- _GIVEN RECORDS_:
start
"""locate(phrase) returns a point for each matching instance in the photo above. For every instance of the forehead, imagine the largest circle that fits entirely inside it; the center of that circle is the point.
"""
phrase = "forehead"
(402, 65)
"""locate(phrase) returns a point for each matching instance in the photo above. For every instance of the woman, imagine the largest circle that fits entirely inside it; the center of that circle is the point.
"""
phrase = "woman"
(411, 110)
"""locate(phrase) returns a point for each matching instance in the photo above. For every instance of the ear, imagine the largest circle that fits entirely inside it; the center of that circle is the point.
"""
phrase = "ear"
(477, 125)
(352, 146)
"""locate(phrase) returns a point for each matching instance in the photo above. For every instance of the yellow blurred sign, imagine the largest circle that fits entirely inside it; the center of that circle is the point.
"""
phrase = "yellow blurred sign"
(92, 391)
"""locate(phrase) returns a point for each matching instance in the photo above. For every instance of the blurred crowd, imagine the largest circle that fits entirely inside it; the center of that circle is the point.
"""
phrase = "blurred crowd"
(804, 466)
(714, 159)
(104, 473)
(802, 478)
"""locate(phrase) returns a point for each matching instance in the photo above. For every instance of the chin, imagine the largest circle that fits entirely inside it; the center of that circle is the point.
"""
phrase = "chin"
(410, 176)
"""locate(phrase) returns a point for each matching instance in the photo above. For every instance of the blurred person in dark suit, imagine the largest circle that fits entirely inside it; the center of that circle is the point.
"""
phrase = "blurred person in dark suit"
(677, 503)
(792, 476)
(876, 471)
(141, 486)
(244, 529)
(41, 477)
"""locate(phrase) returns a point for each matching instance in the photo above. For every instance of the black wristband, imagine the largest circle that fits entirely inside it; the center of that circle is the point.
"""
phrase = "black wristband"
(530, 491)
end
start
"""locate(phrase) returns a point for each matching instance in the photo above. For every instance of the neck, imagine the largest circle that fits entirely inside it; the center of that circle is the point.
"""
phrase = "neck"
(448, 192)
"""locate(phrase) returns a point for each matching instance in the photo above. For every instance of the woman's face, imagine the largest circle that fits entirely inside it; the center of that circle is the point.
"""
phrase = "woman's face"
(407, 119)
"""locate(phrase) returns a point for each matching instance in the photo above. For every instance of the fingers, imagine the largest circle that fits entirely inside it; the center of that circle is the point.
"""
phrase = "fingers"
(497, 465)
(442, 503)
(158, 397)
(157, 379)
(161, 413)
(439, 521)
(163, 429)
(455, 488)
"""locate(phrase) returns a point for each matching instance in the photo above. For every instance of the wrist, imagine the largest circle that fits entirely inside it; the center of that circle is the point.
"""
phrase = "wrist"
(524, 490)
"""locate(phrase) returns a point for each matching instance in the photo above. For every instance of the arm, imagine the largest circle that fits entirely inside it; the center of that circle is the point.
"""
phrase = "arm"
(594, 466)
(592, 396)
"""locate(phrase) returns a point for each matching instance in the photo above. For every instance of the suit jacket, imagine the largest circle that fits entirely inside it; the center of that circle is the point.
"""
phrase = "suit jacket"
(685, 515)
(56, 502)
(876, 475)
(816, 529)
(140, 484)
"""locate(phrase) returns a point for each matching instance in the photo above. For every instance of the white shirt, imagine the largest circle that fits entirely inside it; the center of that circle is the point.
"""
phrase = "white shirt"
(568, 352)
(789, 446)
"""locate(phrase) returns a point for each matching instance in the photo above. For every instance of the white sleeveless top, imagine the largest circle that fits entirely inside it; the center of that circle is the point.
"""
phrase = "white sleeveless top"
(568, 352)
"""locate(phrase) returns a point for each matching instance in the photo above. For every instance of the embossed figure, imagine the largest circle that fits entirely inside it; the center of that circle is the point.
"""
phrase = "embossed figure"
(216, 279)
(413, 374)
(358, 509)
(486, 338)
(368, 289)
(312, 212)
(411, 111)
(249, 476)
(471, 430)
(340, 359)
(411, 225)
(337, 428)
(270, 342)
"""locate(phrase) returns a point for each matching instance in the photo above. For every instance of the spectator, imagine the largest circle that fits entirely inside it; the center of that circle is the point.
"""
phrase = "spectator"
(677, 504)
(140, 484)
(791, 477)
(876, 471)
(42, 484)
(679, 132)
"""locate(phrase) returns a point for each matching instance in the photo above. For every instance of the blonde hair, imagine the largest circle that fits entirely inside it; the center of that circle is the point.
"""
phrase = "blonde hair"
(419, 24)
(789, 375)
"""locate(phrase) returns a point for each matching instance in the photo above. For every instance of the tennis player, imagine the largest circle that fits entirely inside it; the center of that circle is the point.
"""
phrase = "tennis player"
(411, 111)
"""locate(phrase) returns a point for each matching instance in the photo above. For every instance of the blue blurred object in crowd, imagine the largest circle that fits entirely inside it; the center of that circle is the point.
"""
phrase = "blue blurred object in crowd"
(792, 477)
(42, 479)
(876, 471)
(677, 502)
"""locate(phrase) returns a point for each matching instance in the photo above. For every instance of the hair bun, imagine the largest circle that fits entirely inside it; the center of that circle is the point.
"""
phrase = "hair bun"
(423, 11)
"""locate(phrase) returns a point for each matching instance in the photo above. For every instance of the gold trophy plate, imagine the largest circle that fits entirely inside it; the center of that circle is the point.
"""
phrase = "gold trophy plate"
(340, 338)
end
start
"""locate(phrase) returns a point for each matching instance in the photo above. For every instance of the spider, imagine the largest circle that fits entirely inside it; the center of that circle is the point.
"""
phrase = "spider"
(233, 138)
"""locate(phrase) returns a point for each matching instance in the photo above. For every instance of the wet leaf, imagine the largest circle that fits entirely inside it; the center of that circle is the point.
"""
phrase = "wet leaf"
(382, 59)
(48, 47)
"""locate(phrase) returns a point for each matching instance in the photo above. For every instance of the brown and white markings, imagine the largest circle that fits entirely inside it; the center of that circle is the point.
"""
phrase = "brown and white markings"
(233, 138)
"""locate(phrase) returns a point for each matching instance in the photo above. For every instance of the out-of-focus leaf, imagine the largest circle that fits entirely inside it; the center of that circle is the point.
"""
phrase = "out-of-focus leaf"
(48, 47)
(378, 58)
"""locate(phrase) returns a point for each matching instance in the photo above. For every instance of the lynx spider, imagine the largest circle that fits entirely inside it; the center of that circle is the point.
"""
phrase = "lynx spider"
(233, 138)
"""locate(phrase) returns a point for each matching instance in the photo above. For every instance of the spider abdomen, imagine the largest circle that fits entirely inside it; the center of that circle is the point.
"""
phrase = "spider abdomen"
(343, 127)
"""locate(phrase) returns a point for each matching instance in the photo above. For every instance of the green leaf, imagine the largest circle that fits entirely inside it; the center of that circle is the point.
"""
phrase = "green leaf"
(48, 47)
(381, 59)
end
- _EXERCISE REQUIREMENTS_: Which lines of the items above contain the word "forehead"? Copy each of them out, and treat capital and lowercase letters as different.

- _REPLY_:
"""locate(phrase) returns a point for each matching instance in the photo above. For every instance of the forehead, imagine the largest circle that fits entirely inside it; the center of that circle is the point.
phrase = "forehead"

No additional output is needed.